[Stored rows start]
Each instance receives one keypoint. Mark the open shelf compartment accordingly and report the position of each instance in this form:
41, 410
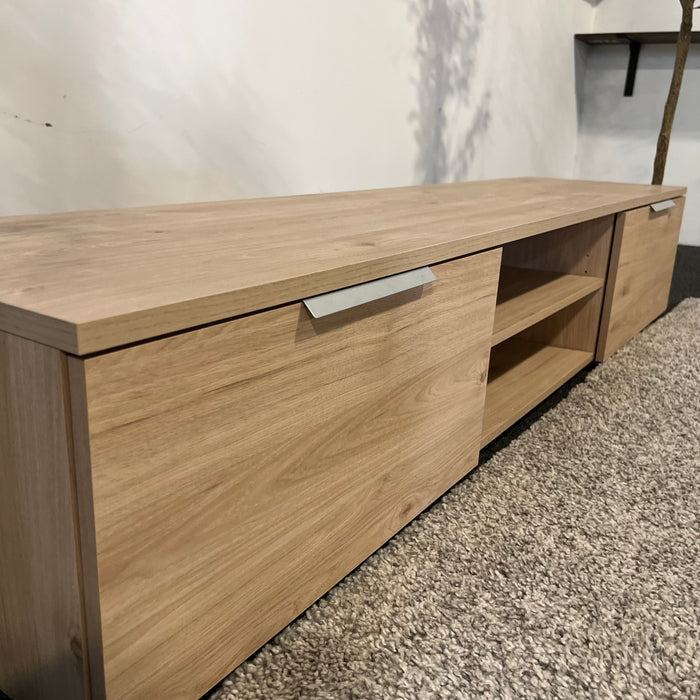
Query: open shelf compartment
526, 297
521, 374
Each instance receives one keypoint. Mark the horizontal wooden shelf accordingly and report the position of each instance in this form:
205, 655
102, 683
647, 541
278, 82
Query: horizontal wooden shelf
634, 37
521, 374
526, 297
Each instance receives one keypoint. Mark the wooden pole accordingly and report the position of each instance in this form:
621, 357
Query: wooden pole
682, 48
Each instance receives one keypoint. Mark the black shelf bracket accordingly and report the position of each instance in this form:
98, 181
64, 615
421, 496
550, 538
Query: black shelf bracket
634, 40
635, 47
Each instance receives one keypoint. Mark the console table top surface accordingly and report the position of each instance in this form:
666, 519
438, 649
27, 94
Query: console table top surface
94, 280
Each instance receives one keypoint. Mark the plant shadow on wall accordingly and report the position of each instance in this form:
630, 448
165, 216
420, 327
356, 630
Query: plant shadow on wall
449, 119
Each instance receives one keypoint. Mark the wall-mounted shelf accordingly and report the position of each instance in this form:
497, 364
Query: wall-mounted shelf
634, 40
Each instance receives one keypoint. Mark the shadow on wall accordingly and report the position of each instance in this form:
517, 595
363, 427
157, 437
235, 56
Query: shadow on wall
448, 33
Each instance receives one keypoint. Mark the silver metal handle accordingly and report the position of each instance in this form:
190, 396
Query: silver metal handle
332, 302
662, 206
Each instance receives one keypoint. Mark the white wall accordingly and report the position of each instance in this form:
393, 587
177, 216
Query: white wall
618, 134
159, 101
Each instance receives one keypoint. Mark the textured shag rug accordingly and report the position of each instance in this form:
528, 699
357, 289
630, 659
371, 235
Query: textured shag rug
568, 565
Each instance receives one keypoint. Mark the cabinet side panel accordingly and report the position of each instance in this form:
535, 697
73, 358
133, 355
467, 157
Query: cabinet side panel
41, 636
583, 249
641, 268
86, 524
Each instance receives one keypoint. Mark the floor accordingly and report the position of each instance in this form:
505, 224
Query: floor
686, 283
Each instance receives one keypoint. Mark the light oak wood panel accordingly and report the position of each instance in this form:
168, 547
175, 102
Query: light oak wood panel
575, 326
89, 281
522, 373
239, 471
41, 634
526, 297
641, 269
583, 249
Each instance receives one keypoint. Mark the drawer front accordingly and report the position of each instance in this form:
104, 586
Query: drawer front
239, 471
641, 268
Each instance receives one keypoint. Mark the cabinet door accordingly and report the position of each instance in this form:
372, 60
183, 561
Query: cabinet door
641, 268
240, 470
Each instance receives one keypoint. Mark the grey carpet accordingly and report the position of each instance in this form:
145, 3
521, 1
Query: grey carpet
565, 566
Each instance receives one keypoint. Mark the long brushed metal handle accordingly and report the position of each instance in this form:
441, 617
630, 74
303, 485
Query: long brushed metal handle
347, 298
662, 206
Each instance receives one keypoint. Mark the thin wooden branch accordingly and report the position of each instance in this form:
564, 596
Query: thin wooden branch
682, 48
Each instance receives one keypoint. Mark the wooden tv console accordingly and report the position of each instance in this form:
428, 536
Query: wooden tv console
190, 459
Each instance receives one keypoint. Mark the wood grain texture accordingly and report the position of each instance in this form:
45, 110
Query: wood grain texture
583, 249
239, 471
526, 297
521, 374
89, 281
41, 634
641, 268
80, 438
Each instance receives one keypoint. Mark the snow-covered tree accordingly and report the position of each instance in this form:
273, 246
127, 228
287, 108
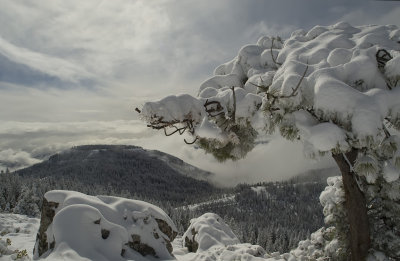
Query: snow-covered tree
335, 89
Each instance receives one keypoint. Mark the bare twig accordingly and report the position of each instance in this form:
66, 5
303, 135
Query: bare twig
211, 110
190, 143
234, 104
382, 57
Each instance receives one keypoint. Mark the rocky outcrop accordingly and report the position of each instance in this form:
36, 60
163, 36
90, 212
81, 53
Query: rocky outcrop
75, 219
42, 242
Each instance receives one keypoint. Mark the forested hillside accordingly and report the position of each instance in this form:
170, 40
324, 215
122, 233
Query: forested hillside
126, 170
275, 215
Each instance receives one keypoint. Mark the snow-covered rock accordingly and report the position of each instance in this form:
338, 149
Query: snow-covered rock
206, 231
102, 228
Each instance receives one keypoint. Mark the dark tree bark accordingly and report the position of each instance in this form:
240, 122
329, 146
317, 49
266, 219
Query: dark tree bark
356, 207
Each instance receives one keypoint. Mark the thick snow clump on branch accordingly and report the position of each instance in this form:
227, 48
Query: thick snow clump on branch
332, 75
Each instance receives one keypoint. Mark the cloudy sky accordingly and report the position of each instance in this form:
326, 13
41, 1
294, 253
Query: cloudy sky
72, 72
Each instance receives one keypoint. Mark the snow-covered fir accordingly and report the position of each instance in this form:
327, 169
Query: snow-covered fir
333, 88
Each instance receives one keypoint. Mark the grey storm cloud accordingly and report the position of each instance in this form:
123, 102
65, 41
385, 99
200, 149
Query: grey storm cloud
72, 72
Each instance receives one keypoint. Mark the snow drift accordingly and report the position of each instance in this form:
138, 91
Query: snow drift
75, 226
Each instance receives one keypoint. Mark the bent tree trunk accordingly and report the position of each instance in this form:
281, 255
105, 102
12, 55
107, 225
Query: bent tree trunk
356, 207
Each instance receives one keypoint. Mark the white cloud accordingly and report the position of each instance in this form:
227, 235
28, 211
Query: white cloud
136, 51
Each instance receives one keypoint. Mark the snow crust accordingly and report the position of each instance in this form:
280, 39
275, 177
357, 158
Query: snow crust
80, 221
210, 231
21, 231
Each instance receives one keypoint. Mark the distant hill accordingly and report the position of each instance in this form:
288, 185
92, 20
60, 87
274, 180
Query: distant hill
147, 174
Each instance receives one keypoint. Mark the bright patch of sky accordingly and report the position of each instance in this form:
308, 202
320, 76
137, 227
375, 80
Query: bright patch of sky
72, 72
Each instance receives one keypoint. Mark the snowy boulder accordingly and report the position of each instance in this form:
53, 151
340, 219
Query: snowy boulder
206, 231
102, 228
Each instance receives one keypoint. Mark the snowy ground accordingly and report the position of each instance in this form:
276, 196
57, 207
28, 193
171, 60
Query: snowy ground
21, 230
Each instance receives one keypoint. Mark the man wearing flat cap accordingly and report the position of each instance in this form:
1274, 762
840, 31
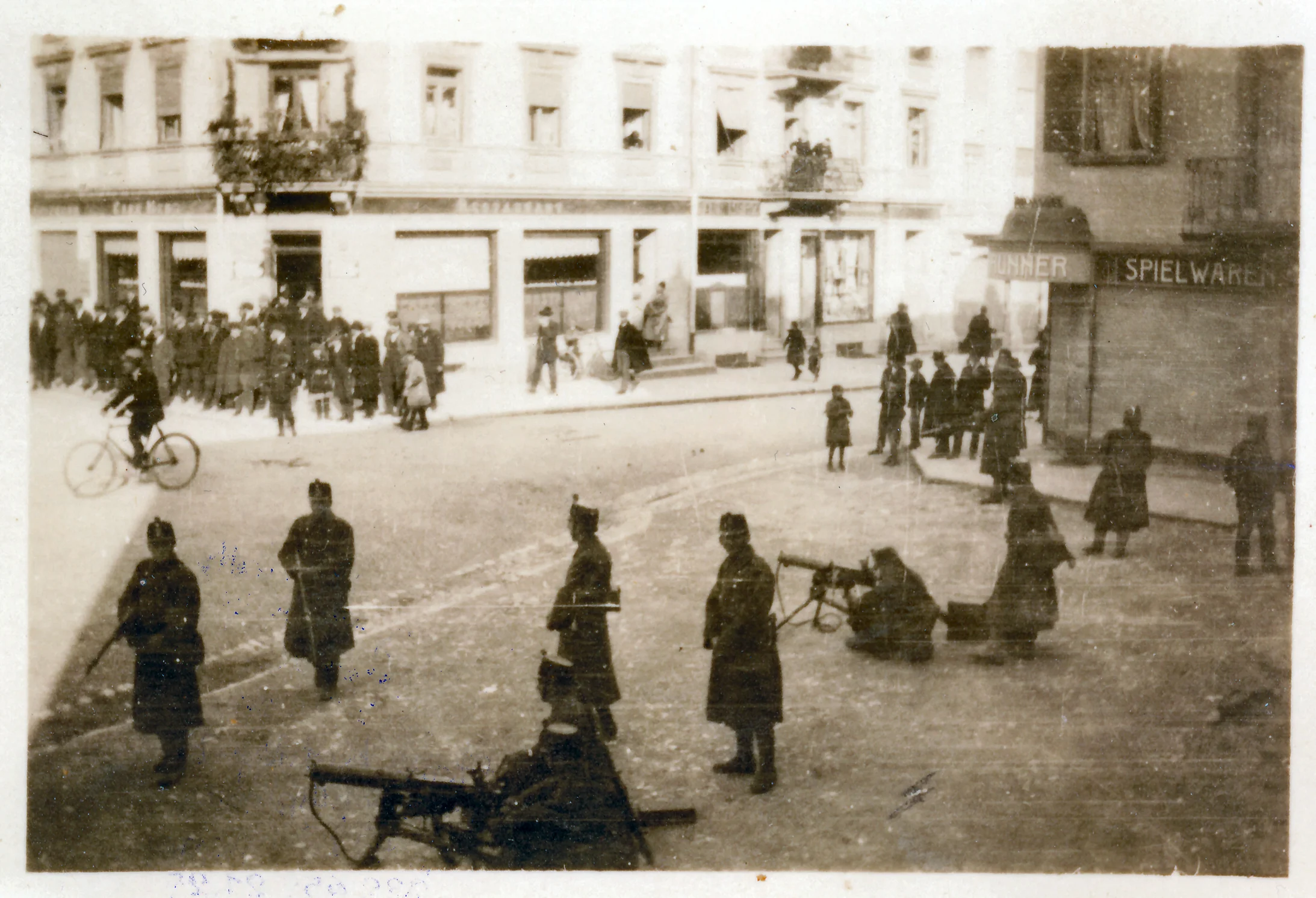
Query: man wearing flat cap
140, 395
158, 616
581, 618
545, 351
319, 555
745, 678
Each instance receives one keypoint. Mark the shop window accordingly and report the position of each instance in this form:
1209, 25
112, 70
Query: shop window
732, 122
442, 110
1103, 105
111, 108
636, 116
57, 99
545, 107
916, 136
169, 104
295, 103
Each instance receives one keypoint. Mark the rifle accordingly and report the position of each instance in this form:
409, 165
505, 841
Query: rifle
465, 835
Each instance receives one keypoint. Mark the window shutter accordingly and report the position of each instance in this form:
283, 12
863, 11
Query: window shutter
169, 91
334, 87
1063, 116
252, 83
544, 89
636, 96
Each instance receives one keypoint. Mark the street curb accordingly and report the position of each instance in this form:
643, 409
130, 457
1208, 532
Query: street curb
1159, 515
698, 401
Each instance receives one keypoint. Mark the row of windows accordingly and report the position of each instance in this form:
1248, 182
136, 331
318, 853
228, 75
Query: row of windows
298, 94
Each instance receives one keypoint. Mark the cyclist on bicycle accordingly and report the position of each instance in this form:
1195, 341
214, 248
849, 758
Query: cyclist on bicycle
143, 394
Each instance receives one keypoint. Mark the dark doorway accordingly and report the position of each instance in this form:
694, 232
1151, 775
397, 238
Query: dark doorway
296, 265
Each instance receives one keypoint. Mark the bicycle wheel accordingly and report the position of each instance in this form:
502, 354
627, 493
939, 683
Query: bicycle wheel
174, 461
93, 469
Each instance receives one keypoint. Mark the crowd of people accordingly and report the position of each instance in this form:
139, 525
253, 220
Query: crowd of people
256, 360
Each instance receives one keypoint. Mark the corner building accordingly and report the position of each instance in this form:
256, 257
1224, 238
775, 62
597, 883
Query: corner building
477, 183
1175, 177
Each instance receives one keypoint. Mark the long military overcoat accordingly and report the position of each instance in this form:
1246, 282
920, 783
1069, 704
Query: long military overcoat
579, 617
319, 555
161, 605
745, 678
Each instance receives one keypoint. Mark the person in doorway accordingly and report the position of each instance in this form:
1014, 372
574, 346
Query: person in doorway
1119, 499
839, 414
319, 556
745, 677
1250, 472
545, 351
795, 348
816, 357
158, 616
917, 399
579, 617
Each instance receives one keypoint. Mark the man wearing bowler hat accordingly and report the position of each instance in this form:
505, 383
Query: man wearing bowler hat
545, 351
319, 555
158, 614
745, 678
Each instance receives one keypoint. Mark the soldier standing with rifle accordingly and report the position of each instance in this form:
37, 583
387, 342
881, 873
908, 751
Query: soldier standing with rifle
319, 555
581, 618
745, 678
157, 616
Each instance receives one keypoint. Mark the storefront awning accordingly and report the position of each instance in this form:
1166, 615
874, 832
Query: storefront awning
558, 248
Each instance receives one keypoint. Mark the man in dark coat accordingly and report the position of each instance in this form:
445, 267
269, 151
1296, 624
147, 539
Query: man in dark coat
579, 617
1024, 601
365, 368
795, 347
1119, 499
143, 397
901, 337
942, 405
319, 555
1250, 472
398, 343
428, 348
745, 678
895, 618
545, 351
978, 341
1005, 426
158, 614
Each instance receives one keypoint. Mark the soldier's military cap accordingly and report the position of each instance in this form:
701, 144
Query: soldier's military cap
733, 523
160, 531
586, 518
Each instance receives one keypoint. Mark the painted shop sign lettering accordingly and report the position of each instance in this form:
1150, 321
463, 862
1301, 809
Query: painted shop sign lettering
1057, 266
1191, 272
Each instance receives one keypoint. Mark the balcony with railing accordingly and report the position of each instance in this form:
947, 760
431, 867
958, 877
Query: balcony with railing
1237, 196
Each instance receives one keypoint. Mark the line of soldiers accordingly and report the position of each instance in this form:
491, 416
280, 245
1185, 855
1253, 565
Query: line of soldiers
237, 364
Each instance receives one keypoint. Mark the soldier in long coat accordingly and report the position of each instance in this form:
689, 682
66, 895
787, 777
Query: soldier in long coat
[Stored rows end]
• What you will do:
Leave out every line before the one containing "Each instance receives one keypoint. Mark the storefront"; set down that line and all remaining lines of the material exactly.

• Correct output:
Each instance receives one keypoint. Mark the storefront awning accordingly and report the position of each instance in this form:
1166, 615
874, 832
Query: storefront awning
558, 248
Each instance receives one keypoint. Mark the man in dark coat accordingly and report the position of each instance in this form:
445, 267
269, 151
1296, 624
147, 539
Query: man in dark coat
579, 617
1024, 601
365, 368
795, 347
1119, 499
143, 397
901, 337
942, 405
319, 555
1250, 472
398, 343
428, 348
745, 678
895, 618
545, 351
978, 341
1005, 426
158, 614
Each instance receives one keypoint. Mark the soldier's military cap accordingly and report the position of each instance in this form:
701, 144
Query: soldier's military cap
733, 523
160, 531
586, 518
Each instance receives one keypoint. Mark the painted shop sign lettering accordingly and report the position of each instance in this form:
1150, 321
463, 862
1301, 809
Query: painted shop sign lettering
1057, 266
1191, 272
Each instance receives one keypoint. Mark the balcony with railing accordingly and report the position of each instance in this form:
947, 760
431, 867
958, 877
Query: balcony with railing
1237, 196
Each instance receives one keypoint. Mark the line of soldiers accordingly and report the position of each instance in this form:
491, 416
280, 245
1185, 855
1253, 565
Query: line of soldiers
237, 364
Each instance receives one keypoint. Mark the soldier in long coat accordingly and report the position of each instance in this form:
689, 682
66, 895
787, 777
Query: soldier in long coat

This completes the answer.